### Stated problem 1
Rewrite the records in Block 1 with "segmenter" replaced by "mask tool" everywhere and everything else left unchanged. Leave the pictures out.

### Source text
* start *
[concurrency-interest] Array allocation and access on the JVM

Vitaly Davidovich vitalyd at gmail.com
Wed Jan 25 19:22:48 EST 2012


Slightly off topic but does the VM even need to mark cards when the
references are both in young gen? I thought they were needed for cases
where a tenured object references a young gen object; otherwise it seems
like scanning from the roots is sufficient? I assume the cost of figuring
out whether it's a cross generation write is too prohibitive to do for
every pointer store and it just always marks.

Sent from my phone
On Jan 25, 2012 7:13 PM, "Vitaly Davidovich" <vitalyd at gmail.com> wrote:

> I must say that's a really good hypothesis and would perfectly explain the
> observations by Aleksandar- nice one Doug! :)
>
> TLAB sizes are adjusted ergonomically (if not set via flag) as I
> understand it, so even though it doesn't really make sense to have them
> smaller than 32k, they're masking away this issue.
* end *
### Stated problem 2
Continue the mailing-list message on JVM array allocation and card marking from its last line.

### Information provided
* start *
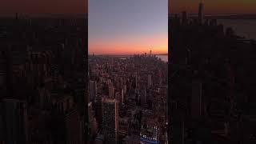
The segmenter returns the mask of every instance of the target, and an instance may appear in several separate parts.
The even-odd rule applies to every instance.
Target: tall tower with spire
[[[198,21],[199,23],[202,23],[203,22],[203,18],[204,18],[204,2],[203,0],[201,0],[200,3],[199,3],[199,10],[198,10]]]

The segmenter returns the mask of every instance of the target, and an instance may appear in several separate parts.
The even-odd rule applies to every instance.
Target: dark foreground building
[[[254,143],[256,45],[217,20],[169,15],[169,142]]]
[[[0,21],[0,143],[86,143],[87,16]]]

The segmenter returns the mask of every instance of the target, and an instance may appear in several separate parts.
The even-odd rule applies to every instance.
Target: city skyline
* end *
### Result 1
The mask tool returns the mask of every instance of the target, and an instance may appear in several separate parts.
The even-odd rule applies to every instance.
Target: tall tower with spire
[[[198,21],[199,23],[202,23],[203,22],[203,18],[204,18],[204,2],[203,0],[201,0],[200,3],[199,3],[199,10],[198,10]]]

The mask tool returns the mask of every instance of the target, and an instance may appear in several separate parts.
The even-odd rule applies to every instance.
Target: dark foreground building
[[[254,143],[256,45],[217,20],[169,15],[169,142]]]
[[[0,21],[0,143],[86,143],[87,16]]]

The mask tool returns the mask of every instance of the target, and an instance may appear in several separate parts.
The even-odd rule applies to every instance.
Target: city skyline

### Result 2
>
> Sent from my phone
> On Jan 25, 2012 6:57 PM, "Doug Lea" <dl at cs.oswego.edu> wrote:
>
>> On 01/25/12 14:48, Aleksandar Prokopec wrote:
>>
>>> Hello,
>>>
>>> I've recently posted the following question about memory contention on
>>> StackOverflow:
>>>
>>
>>
>> I asked Aleksandar offlist to check the effects of -XX:+UseCondCardMark
>> which as always these days was the main problem. Really, everyone
>> should always use this switch on hotspot on multiprocessors.
>> (or -XX:+UseG1GC, although it is often a little worse on throughput
>> but better-behaved for large heaps).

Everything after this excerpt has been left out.